◆ **Exercise directions**
In the Surgeon General's piece on childhood overweight and obesity prevention, what percentage of U.S. adolescents aged 12–19 were overweight in 2004?

◆ **Document excerpt**
-- -- --
U.S. Surgeon General’s Perspectives
Childhood Overweight And Obesity Prevention
By RADM Steven K. Galson, MD, MPH

Our children are our future; let’s help make their future healthy through efforts to prevent overweight and obesity. Between 1980 and 2002, the number of overweight children has tripled in the United States, making this a very serious public health epidemic. Data show that 13% of our nation’s 2- to 5-year olds and 18% of 6- to 11-year olds were overweight in 2003–2004, and the prevalence of overweight adolescents aged 12–19 years increased from 5% in 1980 to 17% in 2004. This trend is alarming because overweight children are at increased risk for multiple health problems such as heart disease, diabetes, high blood pressure, and high cholesterol. Equally disturbing health risks for overweight children include poor self-esteem and depression due to social discrimination. Because of this rising prevalence of overweight children, it is imperative that we promote a healthy lifestyle change for our youth.
-- -- --
◆ **Excerpted records**
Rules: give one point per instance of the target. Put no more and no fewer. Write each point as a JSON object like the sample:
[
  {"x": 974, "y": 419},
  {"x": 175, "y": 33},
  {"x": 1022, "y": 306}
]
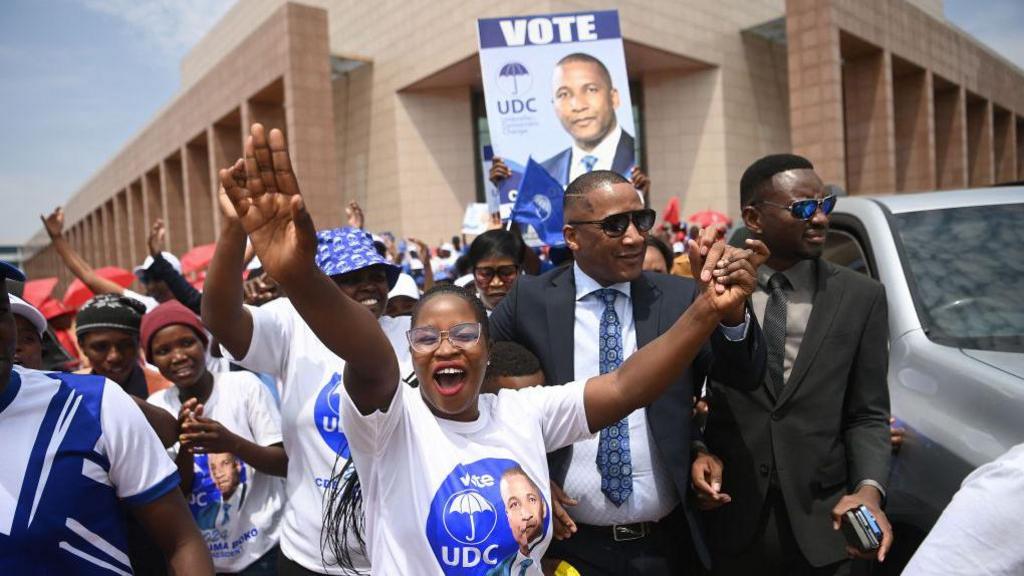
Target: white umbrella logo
[{"x": 471, "y": 503}]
-- -- --
◆ **Output for this task**
17%